Given instruction
Leave every picture out and write out the records below exactly.

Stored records
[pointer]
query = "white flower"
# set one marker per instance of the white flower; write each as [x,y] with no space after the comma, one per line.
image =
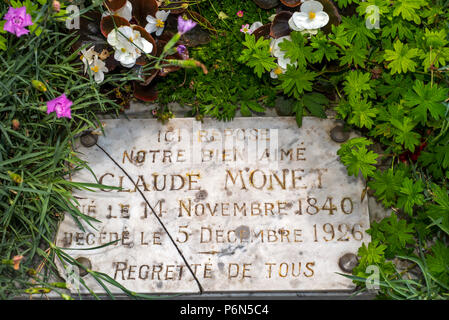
[98,68]
[247,29]
[124,12]
[276,72]
[256,25]
[87,57]
[276,51]
[128,45]
[157,24]
[311,16]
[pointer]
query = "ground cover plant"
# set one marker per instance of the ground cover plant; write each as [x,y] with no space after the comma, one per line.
[379,65]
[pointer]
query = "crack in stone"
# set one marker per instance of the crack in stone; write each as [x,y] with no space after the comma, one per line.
[157,217]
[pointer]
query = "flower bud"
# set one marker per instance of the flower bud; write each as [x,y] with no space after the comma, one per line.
[39,85]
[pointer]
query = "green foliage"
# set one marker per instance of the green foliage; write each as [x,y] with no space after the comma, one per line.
[230,86]
[357,158]
[427,98]
[296,80]
[257,55]
[401,58]
[296,49]
[36,151]
[397,233]
[387,185]
[410,195]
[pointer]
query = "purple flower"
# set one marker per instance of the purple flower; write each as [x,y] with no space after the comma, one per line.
[182,50]
[17,20]
[185,25]
[61,105]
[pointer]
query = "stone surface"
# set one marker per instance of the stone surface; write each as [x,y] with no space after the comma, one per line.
[253,205]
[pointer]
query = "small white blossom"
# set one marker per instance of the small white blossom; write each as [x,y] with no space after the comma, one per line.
[157,24]
[124,12]
[128,45]
[276,51]
[98,68]
[311,17]
[276,72]
[87,57]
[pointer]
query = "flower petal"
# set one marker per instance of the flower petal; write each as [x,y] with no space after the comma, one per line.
[292,24]
[320,20]
[151,27]
[163,15]
[311,6]
[255,26]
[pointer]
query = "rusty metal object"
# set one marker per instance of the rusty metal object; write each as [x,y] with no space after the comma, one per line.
[348,262]
[88,139]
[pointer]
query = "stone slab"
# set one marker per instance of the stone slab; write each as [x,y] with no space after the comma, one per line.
[252,205]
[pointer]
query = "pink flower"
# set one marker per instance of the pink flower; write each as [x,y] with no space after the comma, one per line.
[182,50]
[61,105]
[185,25]
[16,21]
[245,28]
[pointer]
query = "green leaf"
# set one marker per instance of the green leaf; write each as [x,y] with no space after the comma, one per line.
[363,113]
[411,195]
[296,49]
[357,31]
[354,55]
[322,49]
[315,103]
[358,84]
[404,135]
[439,211]
[387,185]
[299,109]
[401,58]
[427,98]
[407,9]
[397,233]
[372,254]
[356,157]
[296,80]
[438,261]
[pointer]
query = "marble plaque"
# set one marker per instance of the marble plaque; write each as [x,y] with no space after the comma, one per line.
[252,205]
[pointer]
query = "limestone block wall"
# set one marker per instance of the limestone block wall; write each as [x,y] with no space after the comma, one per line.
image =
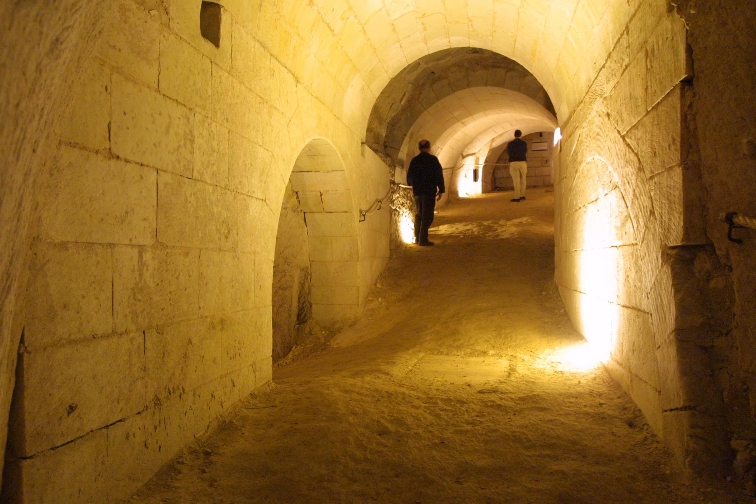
[292,303]
[621,211]
[540,164]
[148,311]
[721,117]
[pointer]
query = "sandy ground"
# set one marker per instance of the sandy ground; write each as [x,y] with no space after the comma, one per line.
[463,383]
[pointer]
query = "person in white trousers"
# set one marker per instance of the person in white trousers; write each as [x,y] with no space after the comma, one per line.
[518,165]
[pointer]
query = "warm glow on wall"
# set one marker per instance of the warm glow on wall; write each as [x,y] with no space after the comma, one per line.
[598,268]
[406,226]
[580,358]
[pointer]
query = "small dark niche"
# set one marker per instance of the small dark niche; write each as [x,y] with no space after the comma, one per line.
[210,19]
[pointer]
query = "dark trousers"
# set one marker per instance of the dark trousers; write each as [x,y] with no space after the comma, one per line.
[425,204]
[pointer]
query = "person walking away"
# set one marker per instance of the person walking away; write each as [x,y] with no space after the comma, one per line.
[426,177]
[518,165]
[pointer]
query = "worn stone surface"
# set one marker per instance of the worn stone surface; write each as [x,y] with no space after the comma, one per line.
[223,138]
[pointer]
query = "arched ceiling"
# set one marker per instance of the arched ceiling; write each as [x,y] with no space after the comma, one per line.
[469,120]
[561,42]
[435,77]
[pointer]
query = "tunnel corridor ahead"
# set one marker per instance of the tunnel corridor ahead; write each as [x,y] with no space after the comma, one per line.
[463,382]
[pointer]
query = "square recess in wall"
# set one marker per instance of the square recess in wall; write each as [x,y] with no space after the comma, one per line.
[210,20]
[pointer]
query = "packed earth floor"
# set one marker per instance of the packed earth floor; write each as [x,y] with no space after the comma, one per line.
[464,382]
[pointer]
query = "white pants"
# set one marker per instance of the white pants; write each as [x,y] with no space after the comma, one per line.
[519,172]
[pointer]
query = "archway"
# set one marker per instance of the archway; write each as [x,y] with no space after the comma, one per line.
[316,273]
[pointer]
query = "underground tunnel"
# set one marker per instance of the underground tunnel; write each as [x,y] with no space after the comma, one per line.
[191,189]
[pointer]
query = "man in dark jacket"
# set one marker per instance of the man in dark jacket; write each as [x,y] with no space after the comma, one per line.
[518,165]
[426,177]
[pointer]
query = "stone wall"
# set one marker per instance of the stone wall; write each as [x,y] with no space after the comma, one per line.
[148,311]
[151,251]
[720,115]
[626,205]
[292,303]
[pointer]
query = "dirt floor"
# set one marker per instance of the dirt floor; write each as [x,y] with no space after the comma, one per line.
[463,383]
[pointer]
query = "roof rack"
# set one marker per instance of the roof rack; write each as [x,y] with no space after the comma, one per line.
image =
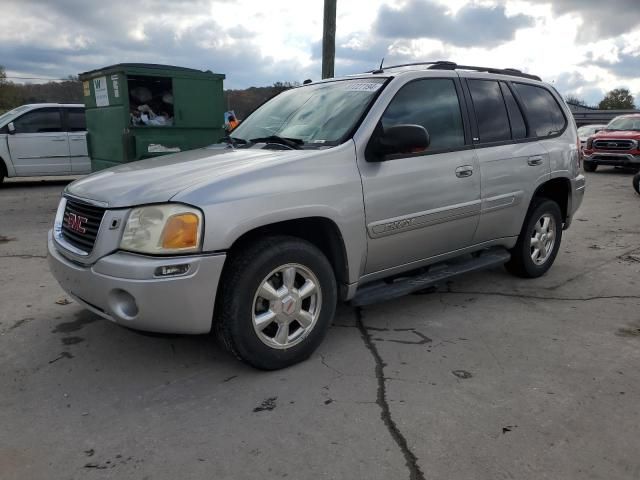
[444,65]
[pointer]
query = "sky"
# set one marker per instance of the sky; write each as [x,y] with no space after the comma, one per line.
[584,47]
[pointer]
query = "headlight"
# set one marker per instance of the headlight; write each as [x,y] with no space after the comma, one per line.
[161,229]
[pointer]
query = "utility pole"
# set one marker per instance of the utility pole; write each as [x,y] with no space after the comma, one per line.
[329,39]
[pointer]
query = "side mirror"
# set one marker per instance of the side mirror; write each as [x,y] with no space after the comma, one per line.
[401,139]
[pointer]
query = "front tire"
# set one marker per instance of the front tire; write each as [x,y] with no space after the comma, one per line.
[539,240]
[276,302]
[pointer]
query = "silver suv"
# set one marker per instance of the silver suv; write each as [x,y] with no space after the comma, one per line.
[356,189]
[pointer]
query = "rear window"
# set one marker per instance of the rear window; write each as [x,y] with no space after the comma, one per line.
[44,120]
[543,112]
[76,121]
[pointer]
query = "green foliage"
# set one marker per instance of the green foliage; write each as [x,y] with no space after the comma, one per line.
[575,100]
[617,99]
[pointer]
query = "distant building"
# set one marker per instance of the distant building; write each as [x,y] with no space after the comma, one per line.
[590,115]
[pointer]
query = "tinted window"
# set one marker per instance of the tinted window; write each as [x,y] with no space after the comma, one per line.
[518,127]
[543,112]
[39,121]
[432,103]
[76,120]
[491,113]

Full solution
[pointer]
query = "white flower"
# set one marker per instance of the white flower; write each as [x,y] with no space after the comma, one per line.
image =
[98,68]
[247,29]
[124,12]
[276,72]
[256,25]
[87,57]
[276,51]
[128,45]
[157,24]
[311,16]
[pointer]
query = "ground cover plant"
# set one marker per instance of the ground cover plant; write each as [x,y] with no space after the comma, one per line.
[379,65]
[pointer]
query = "crack in stone"
# set one marker per instance of the crack in stone; write each as [x,y] with no space after the comma, one per line.
[157,217]
[pointer]
query = "flower bud"
# set one marker per instance of the flower bud; write each as [x,y] with no space after the comma, one per line.
[39,85]
[pointer]
query = "green foliage"
# set one marker per instance of the green foliage; write each as [x,y] with no space after the comma, one per line.
[230,86]
[357,158]
[427,98]
[296,80]
[257,55]
[401,58]
[296,49]
[36,151]
[397,233]
[387,185]
[410,195]
[pointer]
query = "purple flower"
# set one marker per instance of the purple flower; write each as [x,y] with no space after the comma, one per line.
[182,50]
[17,20]
[185,25]
[61,105]
[pointer]
query = "stone surface"
# set one marker per instance of the stone surface; write each as [x,y] with no space after the comma, one per line.
[253,205]
[pointer]
query = "small white blossom"
# set one marker per instance of the small white blossom; write each as [x,y] with no space after the comma, one per line.
[157,24]
[124,12]
[128,45]
[276,51]
[98,68]
[311,17]
[276,72]
[87,57]
[pointer]
query = "flower petal"
# set one marker per instance of the flower petal; write each as [x,y] with no space after the comma, one per line.
[292,24]
[320,20]
[151,27]
[163,15]
[311,6]
[255,26]
[pointer]
query = "rusty metal object"
# set one marker per instance of the rusty metal object; write each as [x,y] with no space after the comma, one per line.
[348,262]
[88,139]
[pointer]
query = "stone slab"
# set one marker per instance of the stone slab; write each as [x,y] with no space after the comma, one per line.
[252,205]
[pointer]
query = "pink flower"
# set one marker per instance of the pink flower; write each as [x,y] with no space after the comma, one per line.
[182,50]
[61,105]
[185,25]
[16,21]
[245,28]
[pointer]
query = "green leaf"
# set one marker per instance of the green leaf; write each as [x,y] with no space after the comma, one per line.
[363,113]
[411,195]
[296,49]
[357,31]
[354,55]
[322,49]
[315,103]
[358,84]
[404,135]
[439,211]
[387,185]
[299,109]
[401,58]
[427,98]
[407,9]
[397,233]
[372,254]
[356,157]
[296,80]
[438,261]
[pointer]
query = "marble plaque"
# set one marker per instance of the marble plaque; write each as [x,y] with no space after the comma, one per line.
[252,205]
[pointer]
query = "limestone block wall"
# set one marker per instance of the limestone block wall; write each as [x,y] with no space after the comma, one per line.
image =
[292,303]
[621,211]
[540,164]
[148,311]
[721,117]
[pointer]
query = "sandy ground"
# set one marker per instance of the sandy ground; write each as [x,y] with no space after the comma, one per line.
[463,383]
[pointer]
query = "person in white trousers"
# set one marker per instance of the person in white trousers; write each as [x,y] with no space after the comma, one per line.
[518,165]
[pointer]
query = "warm glow on wall"
# set one marker per instance of the warm glow on wall; write each as [x,y] with no space after the comma, one per line.
[598,268]
[406,226]
[580,358]
[pointer]
query = "small dark niche"
# set one marker per instance of the small dark niche; write each as [x,y] with no space after the comma, one per line.
[210,19]
[pointer]
query = "dark trousers"
# set one marker per instance of the dark trousers; write each as [x,y] with no space after the comma, one per line.
[425,204]
[pointer]
query = "person walking away"
# set one marker per instance of the person walking away; write each as [x,y] with no space after the comma, one per line.
[426,177]
[518,165]
[pointer]
query = "worn stone surface"
# set one marker per instance of the worn stone surface; write each as [x,y] with no space after the comma, one per line.
[223,138]
[pointer]
query = "arched ceiling"
# set one marker per instance of the arched ceiling; write each as [x,y] with no space after the comma, one per line.
[469,120]
[561,42]
[435,77]
[pointer]
query = "tunnel corridor ahead"
# set one marker per instance of the tunnel corridor ahead; write each as [x,y] with no space after the comma, one per line.
[463,382]
[pointer]
query = "square recess in wall"
# set one marker per instance of the square recess in wall; write each as [x,y] with no space after the comma, one per line.
[210,20]
[pointer]
query = "packed earth floor"
# set one marker per instance of the packed earth floor; write each as [x,y] with no space after the comma, one per line.
[464,382]
[pointer]
query = "white pants"
# set one marker per instance of the white pants; write each as [x,y] with no space after the comma, one per line.
[519,172]
[pointer]
query = "archway"
# set one marker per instance of the archway; write each as [x,y] with no space after the comma, one per line.
[316,273]
[pointer]
query = "underground tunnel"
# set one marker per instance of the underground tunnel; write each as [x,y] with no space after the comma, one per line.
[191,189]
[pointer]
query = "man in dark jacket"
# set one marker per instance of the man in dark jacket; write each as [x,y] with no space after the comma, one per line.
[518,165]
[426,177]
[pointer]
query = "stone wall"
# set one marker per instance of the stone wall; write each as [x,y] with no space after the comma, one per line.
[148,311]
[151,251]
[720,115]
[626,205]
[292,303]
[pointer]
query = "dirt floor"
# set one marker per instance of the dirt floor; write each as [x,y] with no space after the comma, one per line.
[463,383]
[pointer]
query = "roof rack"
# set one marker per instance of the roof rack; write each as [x,y] with no space after the comma, one per line.
image =
[444,65]
[pointer]
query = "sky"
# set one marker per instance of the sky; write each as [x,y] with no space after the comma, one per line.
[584,47]
[pointer]
query = "headlight"
# set one marker per instance of the headlight; write each as [x,y] with no space after the comma, one per line.
[161,229]
[pointer]
query = "utility pole"
# set one marker per instance of the utility pole; write each as [x,y] with no space after the comma, one per line.
[329,39]
[pointer]
query = "side mirror"
# set one marker per instance of the side mirror; write each as [x,y] with no space after the comma, one per line.
[401,139]
[pointer]
query = "front tire"
# set one marker per instance of the front tire; write each as [x,y] with no space after the comma, one per line.
[539,240]
[276,302]
[pointer]
query = "silver suv"
# set one marker per instance of the silver suv; write each as [x,y] with no space after the comma, one per line.
[356,189]
[pointer]
query = "rear window"
# set one marker per instance of the rear window; write each as [x,y] with no space after the comma, one per line.
[44,120]
[543,112]
[76,121]
[pointer]
query = "green foliage"
# set one marker per instance of the green foliage; write each as [x,y] with no space after the comma, one per line.
[575,100]
[617,99]
[pointer]
query = "distant building"
# set one marker per instance of the distant building; write each as [x,y] with no space after the comma, one per line.
[590,115]
[pointer]
query = "tinted window"
# set one marker per instance of the tinted window; write each as [x,y] with no space after the comma, one per line.
[518,127]
[543,112]
[39,121]
[432,103]
[76,120]
[491,113]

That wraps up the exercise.